Requirement
Please count how many lines of the material below contain the word "Locate" and reply with that number alone.

Dataset excerpts
## BEGIN
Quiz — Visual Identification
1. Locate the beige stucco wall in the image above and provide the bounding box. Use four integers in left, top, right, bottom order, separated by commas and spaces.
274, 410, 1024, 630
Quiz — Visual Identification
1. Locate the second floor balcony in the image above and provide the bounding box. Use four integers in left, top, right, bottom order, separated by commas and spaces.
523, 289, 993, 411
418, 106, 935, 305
## END
## BEGIN
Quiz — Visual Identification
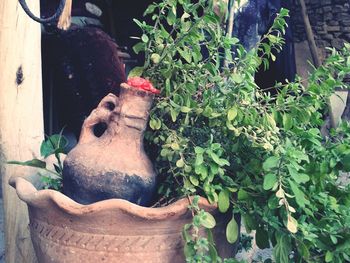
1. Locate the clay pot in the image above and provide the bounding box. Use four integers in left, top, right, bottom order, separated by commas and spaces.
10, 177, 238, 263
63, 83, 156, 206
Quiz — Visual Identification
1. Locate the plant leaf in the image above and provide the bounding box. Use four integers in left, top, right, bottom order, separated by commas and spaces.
## END
Written solution
4